(Point-per-instance localization data)
+-------+

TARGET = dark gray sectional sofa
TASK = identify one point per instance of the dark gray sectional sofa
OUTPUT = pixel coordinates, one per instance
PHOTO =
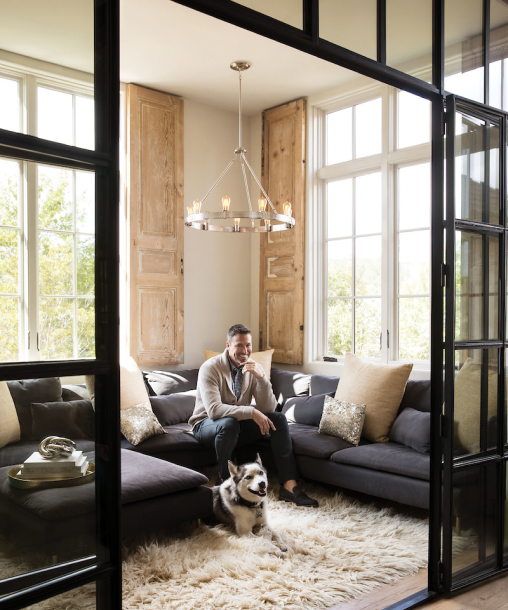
(397, 470)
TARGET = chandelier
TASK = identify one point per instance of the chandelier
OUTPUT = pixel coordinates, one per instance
(240, 221)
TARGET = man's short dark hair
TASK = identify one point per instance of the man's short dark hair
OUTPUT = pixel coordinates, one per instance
(237, 329)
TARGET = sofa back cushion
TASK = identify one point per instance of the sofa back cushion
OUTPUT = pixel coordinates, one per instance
(323, 384)
(288, 384)
(379, 386)
(74, 420)
(27, 391)
(306, 410)
(171, 382)
(173, 408)
(416, 396)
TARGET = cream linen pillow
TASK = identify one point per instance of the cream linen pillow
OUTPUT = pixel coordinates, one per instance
(9, 430)
(380, 386)
(133, 390)
(262, 358)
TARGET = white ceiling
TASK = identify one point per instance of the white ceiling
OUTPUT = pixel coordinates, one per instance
(172, 48)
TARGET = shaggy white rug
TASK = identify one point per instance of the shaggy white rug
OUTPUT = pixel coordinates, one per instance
(341, 550)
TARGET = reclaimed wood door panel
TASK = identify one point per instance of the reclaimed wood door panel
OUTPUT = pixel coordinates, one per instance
(283, 253)
(155, 221)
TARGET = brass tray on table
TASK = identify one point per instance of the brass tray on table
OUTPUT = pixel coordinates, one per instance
(17, 481)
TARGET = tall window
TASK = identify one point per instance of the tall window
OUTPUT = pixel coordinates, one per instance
(375, 180)
(47, 227)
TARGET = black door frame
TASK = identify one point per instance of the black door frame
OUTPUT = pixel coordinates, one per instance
(104, 568)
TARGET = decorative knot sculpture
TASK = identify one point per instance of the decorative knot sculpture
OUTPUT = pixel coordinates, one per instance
(53, 446)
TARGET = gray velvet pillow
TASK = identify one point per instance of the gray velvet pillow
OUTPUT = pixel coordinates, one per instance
(171, 382)
(174, 408)
(74, 420)
(305, 409)
(27, 391)
(412, 428)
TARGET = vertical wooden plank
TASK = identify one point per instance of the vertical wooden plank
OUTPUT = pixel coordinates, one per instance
(155, 221)
(283, 253)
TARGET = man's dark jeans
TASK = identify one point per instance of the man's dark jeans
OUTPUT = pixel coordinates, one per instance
(227, 433)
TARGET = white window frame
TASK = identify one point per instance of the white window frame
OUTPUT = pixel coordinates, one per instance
(318, 175)
(30, 77)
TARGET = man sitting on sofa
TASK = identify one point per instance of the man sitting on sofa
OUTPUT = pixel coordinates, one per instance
(224, 417)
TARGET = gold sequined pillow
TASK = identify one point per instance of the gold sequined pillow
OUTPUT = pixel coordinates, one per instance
(139, 423)
(342, 419)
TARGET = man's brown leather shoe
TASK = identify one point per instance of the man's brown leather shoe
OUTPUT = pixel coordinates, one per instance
(297, 496)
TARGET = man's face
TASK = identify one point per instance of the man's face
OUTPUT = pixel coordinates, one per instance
(239, 349)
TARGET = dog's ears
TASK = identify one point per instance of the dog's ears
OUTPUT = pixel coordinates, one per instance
(232, 468)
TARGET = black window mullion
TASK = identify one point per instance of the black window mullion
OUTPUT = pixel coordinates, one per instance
(438, 9)
(311, 19)
(486, 48)
(381, 31)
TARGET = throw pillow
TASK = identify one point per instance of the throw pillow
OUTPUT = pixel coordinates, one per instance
(27, 391)
(342, 419)
(90, 386)
(380, 387)
(10, 431)
(468, 388)
(132, 386)
(138, 423)
(171, 382)
(304, 409)
(173, 409)
(74, 420)
(412, 428)
(264, 359)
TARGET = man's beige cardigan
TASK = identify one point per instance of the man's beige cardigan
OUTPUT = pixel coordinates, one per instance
(215, 397)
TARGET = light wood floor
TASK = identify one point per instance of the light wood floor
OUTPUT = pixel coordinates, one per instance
(489, 595)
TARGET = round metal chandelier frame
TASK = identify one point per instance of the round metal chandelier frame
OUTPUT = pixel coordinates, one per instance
(201, 220)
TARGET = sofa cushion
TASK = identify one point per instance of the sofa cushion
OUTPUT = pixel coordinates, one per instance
(171, 382)
(387, 457)
(10, 431)
(74, 392)
(416, 395)
(143, 477)
(305, 409)
(287, 384)
(173, 408)
(412, 428)
(380, 387)
(308, 441)
(177, 438)
(323, 384)
(146, 477)
(27, 391)
(75, 419)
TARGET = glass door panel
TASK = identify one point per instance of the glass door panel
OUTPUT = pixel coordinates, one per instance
(477, 169)
(475, 404)
(475, 496)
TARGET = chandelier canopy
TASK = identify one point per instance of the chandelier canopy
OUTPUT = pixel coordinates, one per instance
(240, 221)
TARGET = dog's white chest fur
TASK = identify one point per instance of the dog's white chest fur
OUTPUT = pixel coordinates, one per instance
(241, 501)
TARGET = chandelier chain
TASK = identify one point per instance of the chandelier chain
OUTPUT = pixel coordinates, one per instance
(259, 184)
(219, 178)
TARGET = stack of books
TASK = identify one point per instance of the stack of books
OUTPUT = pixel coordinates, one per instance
(62, 467)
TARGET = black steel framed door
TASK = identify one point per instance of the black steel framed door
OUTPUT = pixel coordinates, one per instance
(474, 415)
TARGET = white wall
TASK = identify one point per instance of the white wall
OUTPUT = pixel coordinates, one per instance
(217, 266)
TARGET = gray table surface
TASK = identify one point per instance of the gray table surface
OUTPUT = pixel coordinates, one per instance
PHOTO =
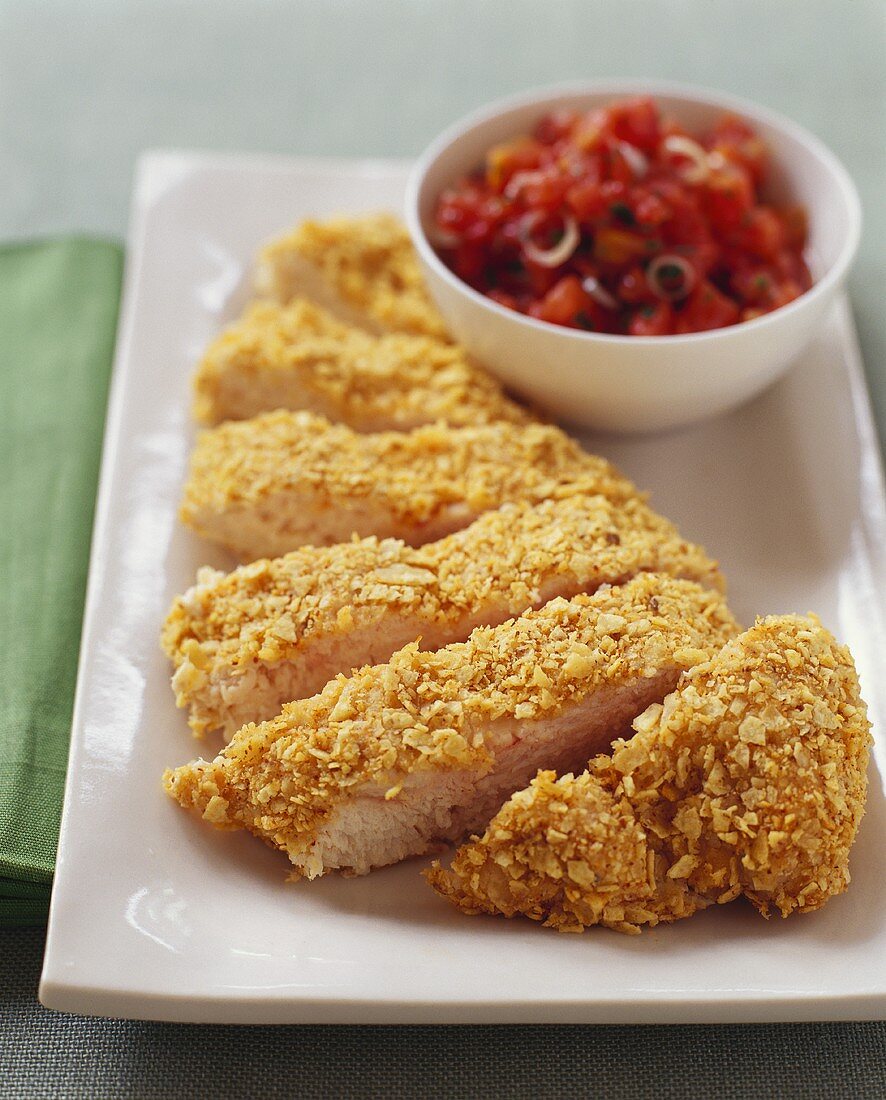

+-------+

**Task statement**
Say, as a bare number, how many lines in the entries above include the string "sequined".

**Output of the task**
2